Message ID | 3756406.1712244064@warthog.procyon.org.uk (mailing list archive) |
---|---|
State | New, archived |
Headers | show |
Series | cifs: Fix reacquisition of volume cookie on still-live connection | expand |
Hi Dave, David Howells <dhowells@redhat.com> writes: > During mount, cifs_mount_get_tcon() gets a tcon resource connection record > and then attaches an fscache volume cookie to it. However, it does this > irrespective of whether or not the tcon returned from cifs_get_tcon() is a > new record or one that's already in use. This leads to a warning about a > volume cookie collision and a leaked volume cookie because tcon->fscache > gets reset. > > Fix this be adding a mutex and a "we've already tried this" flag and only > doing it once for the lifetime of the tcon. Can't we just move the cookie acquisition to cifs_get_tcon() before it gets added to list @ses->tcon_list. This way we'll guarantee that the cookie is set only once for the new tcon. Besides, do we want to share a tcon with two different superblocks that have 'fsc' and 'nofsc', respectively? If not, it would be better to fix match_tcon() as well to handle such case. > [!] Note: Looking at cifs_mount_get_tcon(), a more general solution may > actually be required. Reacquiring the volume cookie isn't the only thing > that function does: it also partially reinitialises the tcon record without > any locking - which may cause live filesystem ops already using the tcon > through a previous mount to malfunction. Agreed.

▸ YOUR TASK: Reproduce the cifs volume cookie patch review above in full, character for character.

Stored dataset items
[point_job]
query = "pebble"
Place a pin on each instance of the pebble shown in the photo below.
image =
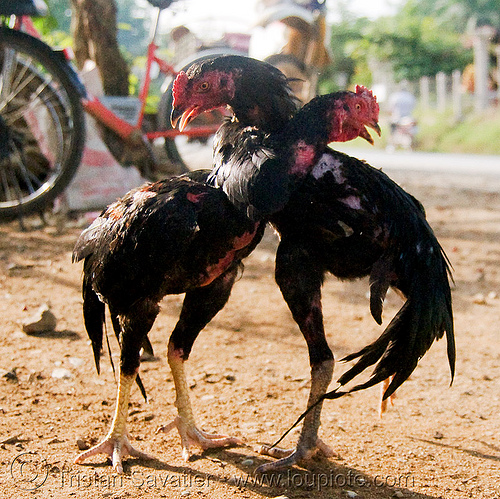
(82, 445)
(479, 299)
(42, 321)
(61, 373)
(76, 362)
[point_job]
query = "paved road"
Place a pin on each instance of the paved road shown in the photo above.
(457, 170)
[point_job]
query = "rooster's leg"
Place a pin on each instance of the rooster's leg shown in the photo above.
(299, 278)
(199, 307)
(383, 402)
(116, 444)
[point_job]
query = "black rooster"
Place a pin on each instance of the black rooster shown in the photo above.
(346, 218)
(182, 235)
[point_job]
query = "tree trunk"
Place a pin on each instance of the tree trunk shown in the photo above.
(94, 32)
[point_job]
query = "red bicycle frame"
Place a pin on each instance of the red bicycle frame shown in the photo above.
(128, 131)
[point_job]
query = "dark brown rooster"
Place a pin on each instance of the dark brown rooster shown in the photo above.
(184, 236)
(344, 217)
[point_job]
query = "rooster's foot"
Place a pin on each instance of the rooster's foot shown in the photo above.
(290, 457)
(191, 435)
(116, 447)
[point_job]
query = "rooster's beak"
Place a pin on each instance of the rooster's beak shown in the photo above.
(184, 116)
(364, 132)
(375, 126)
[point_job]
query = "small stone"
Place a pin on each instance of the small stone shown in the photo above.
(82, 444)
(43, 321)
(76, 362)
(479, 299)
(10, 375)
(61, 373)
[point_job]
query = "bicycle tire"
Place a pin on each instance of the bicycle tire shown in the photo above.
(40, 107)
(174, 152)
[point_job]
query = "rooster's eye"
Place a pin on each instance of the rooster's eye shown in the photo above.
(204, 86)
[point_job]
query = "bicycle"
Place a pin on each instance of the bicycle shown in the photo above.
(132, 141)
(42, 131)
(127, 142)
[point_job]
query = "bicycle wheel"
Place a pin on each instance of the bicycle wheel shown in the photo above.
(42, 121)
(187, 152)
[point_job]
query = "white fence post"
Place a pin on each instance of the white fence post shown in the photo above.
(481, 43)
(456, 89)
(441, 91)
(424, 92)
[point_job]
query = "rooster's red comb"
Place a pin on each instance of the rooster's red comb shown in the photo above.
(363, 91)
(179, 87)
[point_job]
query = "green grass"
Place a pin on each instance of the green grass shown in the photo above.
(476, 134)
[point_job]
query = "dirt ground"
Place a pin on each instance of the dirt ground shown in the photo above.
(249, 377)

▸ OUTPUT OF THE EXERCISE:
Message ID | 3756406.1712244064@warthog.procyon.org.uk (mailing list archive) |
---|---|
State | New, archived |
Headers | show |
Series | cifs: Fix reacquisition of volume cookie on still-live connection | expand |
Hi Dave, David Howells <dhowells@redhat.com> writes: > During mount, cifs_mount_get_tcon() gets a tcon resource connection record > and then attaches an fscache volume cookie to it. However, it does this > irrespective of whether or not the tcon returned from cifs_get_tcon() is a > new record or one that's already in use. This leads to a warning about a > volume cookie collision and a leaked volume cookie because tcon->fscache > gets reset. > > Fix this be adding a mutex and a "we've already tried this" flag and only > doing it once for the lifetime of the tcon. Can't we just move the cookie acquisition to cifs_get_tcon() before it gets added to list @ses->tcon_list. This way we'll guarantee that the cookie is set only once for the new tcon. Besides, do we want to share a tcon with two different superblocks that have 'fsc' and 'nofsc', respectively? If not, it would be better to fix match_tcon() as well to handle such case. > [!] Note: Looking at cifs_mount_get_tcon(), a more general solution may > actually be required. Reacquiring the volume cookie isn't the only thing > that function does: it also partially reinitialises the tcon record without > any locking - which may cause live filesystem ops already using the tcon > through a previous mount to malfunction. Agreed.